* [TASK INSTRUCTIONS]:
Go through the records below and restate each one word for word.

(DATA IN THIS EXERCISE Opens)

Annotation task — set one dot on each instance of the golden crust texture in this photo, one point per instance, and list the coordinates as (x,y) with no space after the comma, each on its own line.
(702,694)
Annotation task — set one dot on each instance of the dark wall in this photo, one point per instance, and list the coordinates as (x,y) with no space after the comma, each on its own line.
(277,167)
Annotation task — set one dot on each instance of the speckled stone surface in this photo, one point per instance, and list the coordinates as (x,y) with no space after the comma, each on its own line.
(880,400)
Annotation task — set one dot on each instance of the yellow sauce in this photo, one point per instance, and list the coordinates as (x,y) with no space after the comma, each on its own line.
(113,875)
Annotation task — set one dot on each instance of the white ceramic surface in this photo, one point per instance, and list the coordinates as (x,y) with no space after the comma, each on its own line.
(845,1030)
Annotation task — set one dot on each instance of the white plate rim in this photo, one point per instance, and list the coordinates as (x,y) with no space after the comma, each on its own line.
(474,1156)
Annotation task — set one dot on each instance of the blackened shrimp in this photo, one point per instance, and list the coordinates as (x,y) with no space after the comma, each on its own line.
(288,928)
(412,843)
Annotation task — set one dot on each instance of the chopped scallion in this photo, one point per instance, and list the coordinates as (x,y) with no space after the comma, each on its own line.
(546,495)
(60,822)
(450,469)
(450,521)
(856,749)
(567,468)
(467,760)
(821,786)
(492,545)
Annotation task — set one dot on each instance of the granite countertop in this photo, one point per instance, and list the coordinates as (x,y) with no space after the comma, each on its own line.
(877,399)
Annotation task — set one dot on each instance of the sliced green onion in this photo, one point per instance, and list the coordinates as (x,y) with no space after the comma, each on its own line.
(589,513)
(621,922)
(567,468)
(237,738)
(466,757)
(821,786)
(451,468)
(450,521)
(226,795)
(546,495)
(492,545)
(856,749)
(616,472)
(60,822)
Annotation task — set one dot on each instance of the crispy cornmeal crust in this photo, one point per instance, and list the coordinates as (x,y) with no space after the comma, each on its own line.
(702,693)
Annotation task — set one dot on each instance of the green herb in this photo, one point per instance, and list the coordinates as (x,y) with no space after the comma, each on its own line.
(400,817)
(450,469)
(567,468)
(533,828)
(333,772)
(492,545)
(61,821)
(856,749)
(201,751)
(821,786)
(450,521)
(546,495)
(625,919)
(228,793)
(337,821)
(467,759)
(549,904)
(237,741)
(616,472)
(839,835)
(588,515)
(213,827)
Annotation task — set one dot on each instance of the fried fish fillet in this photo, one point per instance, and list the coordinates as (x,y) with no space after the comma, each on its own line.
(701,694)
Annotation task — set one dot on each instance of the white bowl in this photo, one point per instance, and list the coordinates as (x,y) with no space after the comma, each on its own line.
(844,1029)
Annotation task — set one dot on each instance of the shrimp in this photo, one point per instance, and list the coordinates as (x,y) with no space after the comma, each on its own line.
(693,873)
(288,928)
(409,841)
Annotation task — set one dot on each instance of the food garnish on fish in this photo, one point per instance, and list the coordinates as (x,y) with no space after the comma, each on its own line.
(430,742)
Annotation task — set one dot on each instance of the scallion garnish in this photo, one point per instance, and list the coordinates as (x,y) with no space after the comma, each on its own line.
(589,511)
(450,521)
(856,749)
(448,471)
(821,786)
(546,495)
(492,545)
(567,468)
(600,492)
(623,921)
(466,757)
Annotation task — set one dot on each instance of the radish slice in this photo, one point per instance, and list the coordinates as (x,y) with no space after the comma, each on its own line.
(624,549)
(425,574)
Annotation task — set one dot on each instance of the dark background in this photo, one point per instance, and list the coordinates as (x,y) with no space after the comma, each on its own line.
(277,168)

(DATA IN THIS EXERCISE Closes)

* [PROBLEM SOLUTION]:
Annotation task — set one dot on each instance of the golden crust texture in this photo, one point per instance, and list the coordinates as (x,y) with no space after the comma, each on its own line.
(702,694)
Annotation task — set one dot on each instance of the dark wall in this photo, one point per instance, and list the coordinates as (x,y) with no space after the comma, each on its own line.
(277,167)
Annotation task — set one dot on each instance of the speckled stone surface in this photo, one point per instance, and list the coordinates as (x,y) with no space after the comma, each on its own line.
(880,400)
Annotation task — set one dot on each instance of the yellow sauce in this photo, one point per instance, and list the coordinates as (x,y) with no space after the comma, each on its own line.
(113,875)
Annotation task — set one dot on each instance of the white ceramic surface in this photo, one point per instance, and list the coordinates as (x,y) with no space after the comma, each on its own line.
(845,1030)
Annotation task — set one dot on each instance of the white plate rim in this photo, one point per instance, and list the coordinates as (x,y) with no space after the comma, each on its own line.
(474,1156)
Annotation task — set one dot on each instance of the blackened shrimp in this photo, one point per instance, and list the coordinates as (x,y) with no space after the comma, each on its own line.
(288,928)
(412,843)
Annotation task — set one dot on each instance of the chopped scallion in this photo, one point per instance, and list the coordinates as (x,y) with no space after the comma, each on its own line.
(546,495)
(60,822)
(450,469)
(450,521)
(856,749)
(567,468)
(467,760)
(821,786)
(492,545)
Annotation task — set one dot on each instance of the granite countertop in this photo, one point per instance, and list the coordinates as (x,y) with no space after the comma, each on its own line.
(877,399)
Annotation task — set one dot on each instance of the sliced green onion in this photo, one point per instance, and list the coordinates as (x,y) with no space after the comma, each on its own line.
(589,513)
(621,922)
(567,468)
(237,738)
(466,757)
(821,786)
(451,468)
(450,521)
(226,795)
(546,495)
(492,545)
(856,749)
(616,472)
(60,822)
Annotation task — set one dot on each instance of the crispy cornmeal crust in this photo, one point per instance, and list the coordinates as (x,y) with no space after the comma, each on its own line.
(702,693)
Annotation task — set one dot on each instance of the green herb in this photo, one point per instance, and list the coordinates as (x,y) with no space after the comma, each on its own line.
(400,817)
(450,469)
(567,468)
(533,828)
(333,772)
(492,545)
(61,821)
(856,749)
(201,751)
(821,786)
(450,521)
(546,495)
(625,919)
(228,793)
(337,821)
(467,759)
(549,904)
(237,741)
(616,472)
(839,835)
(588,515)
(213,827)
Annotation task — set one dot on each instance of the fried fish fillet in this photo, one point per instance, and list the coordinates as (x,y) with no space after the comma, each on its own line.
(701,694)
Annotation task — set one dot on each instance of the white bowl in this photo, one point per instance, and list the coordinates as (x,y) with no space after the comma, each on its own line.
(844,1029)
Annotation task — set one dot on each instance of the shrimp in this photo, one point per instance, and list the coordinates as (x,y) with no space after the comma, each on its own line.
(693,873)
(288,928)
(409,841)
Annotation task — set one dot on each instance of the food garnish on fish in this photo, one point per instance, and list the coordinates as (x,y) with no space after the comma, each on its own line.
(430,742)
Annotation task — set one dot on each instance of the scallion garnish in this photo, one point per instance, and list the coordinates as (x,y) with no space after the comma, each on its own line.
(589,511)
(450,521)
(856,749)
(448,471)
(821,786)
(546,495)
(492,545)
(567,468)
(600,492)
(623,921)
(466,757)
Annotation task — set one dot on each instance of the radish slice in this photo, one point per instance, and list the coordinates as (x,y) with no space after the comma, each on its own line.
(624,549)
(425,574)
Annotation task — set one dot on each instance of the dark background in this photo, one point per instance, and list the coordinates as (x,y) with no space after the comma, each on its own line.
(277,168)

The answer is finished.